RECORDS FOR THIS EXERCISE Block Start

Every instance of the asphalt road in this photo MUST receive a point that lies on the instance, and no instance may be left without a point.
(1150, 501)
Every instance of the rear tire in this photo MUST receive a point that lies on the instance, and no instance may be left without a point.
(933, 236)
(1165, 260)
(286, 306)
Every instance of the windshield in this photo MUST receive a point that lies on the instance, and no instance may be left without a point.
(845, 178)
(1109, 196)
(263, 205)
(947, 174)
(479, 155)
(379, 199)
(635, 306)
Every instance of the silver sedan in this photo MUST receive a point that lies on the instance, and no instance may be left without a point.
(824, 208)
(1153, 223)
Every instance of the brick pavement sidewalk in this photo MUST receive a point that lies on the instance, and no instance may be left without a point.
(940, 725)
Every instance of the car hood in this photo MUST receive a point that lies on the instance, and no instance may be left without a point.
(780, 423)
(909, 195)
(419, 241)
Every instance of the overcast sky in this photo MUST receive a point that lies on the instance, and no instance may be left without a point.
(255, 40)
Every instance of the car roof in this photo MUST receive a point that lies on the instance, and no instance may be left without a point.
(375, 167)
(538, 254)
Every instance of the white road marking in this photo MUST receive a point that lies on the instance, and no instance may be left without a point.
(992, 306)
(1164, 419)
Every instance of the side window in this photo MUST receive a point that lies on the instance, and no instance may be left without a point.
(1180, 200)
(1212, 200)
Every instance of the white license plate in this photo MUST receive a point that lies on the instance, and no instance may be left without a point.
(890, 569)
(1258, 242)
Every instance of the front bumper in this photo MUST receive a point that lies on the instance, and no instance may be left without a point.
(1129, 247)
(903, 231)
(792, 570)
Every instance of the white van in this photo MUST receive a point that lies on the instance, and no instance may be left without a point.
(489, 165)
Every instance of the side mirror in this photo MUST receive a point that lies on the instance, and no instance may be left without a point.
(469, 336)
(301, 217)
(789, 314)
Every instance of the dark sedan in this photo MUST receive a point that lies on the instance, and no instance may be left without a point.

RECORDS FOR THIS EXERCISE Block End

=== EXERCISE DETAILS ===
Copy every line above without altering a word.

=== THE COMPLETED TASK ===
Every instance of the asphalt road in this photo MUST receive a point that lies on the instance, and no instance may be left without a point.
(1150, 501)
Every instance of the rear tire in this photo MUST receive a point that lies on the instance, and no instance may be left without a point.
(933, 236)
(1165, 260)
(286, 306)
Every instance of the windshield in this photo MUST receive a point that lies on the instance, and no instance may be left without a point.
(845, 178)
(1109, 196)
(263, 205)
(947, 174)
(479, 155)
(379, 199)
(635, 306)
Every instance of the silver sedan in this photo MUST receive a point that lies on the instance, and no instance may be left without a point.
(824, 208)
(1153, 223)
Every instance of the brick pavement sidewalk in this photo MUST receive a point that lies on the instance, and no instance may be left without a point.
(940, 725)
Every instance of the car hood in this photo MUST receive a point that lies on the instance, and no instance may be left without a point.
(780, 423)
(909, 195)
(419, 241)
Every instance of the overcast sky in this photo MUST receive a point that lies on the instance, and no instance may be left without a point.
(255, 40)
Every instance of the car roof in this photo MUST receive a point that lies on the instance, and no instance may be left without a point.
(375, 167)
(538, 254)
Every instance of the white road marking in this photo MUST receive a point that lies on the instance, and no instance may be left without a point.
(992, 306)
(1164, 419)
Every instance of the side window in this photo MUST receive a point that lies on the instance, and no instance may be left without a point.
(1180, 200)
(1212, 200)
Every instance of the white license plate in this photo MUST receive a point that lies on the instance, and no instance may be left without a point.
(890, 569)
(1258, 242)
Every instance of the front bumper in this photo MUST receive a point that lies on the instance, and no instance may be left without a point.
(1129, 247)
(903, 231)
(792, 570)
Every instance of the white van in this photo MUST receive a point that lies on the instance, and no instance may be left without a point.
(489, 165)
Every instance of the side mirror in this photo MUST receive a point that lies on the instance, and no instance may be left without a point.
(469, 336)
(301, 217)
(789, 314)
Every instance of the dark sedan in this photo MUST receive a point that lies on the instance, and no instance may be left without a point.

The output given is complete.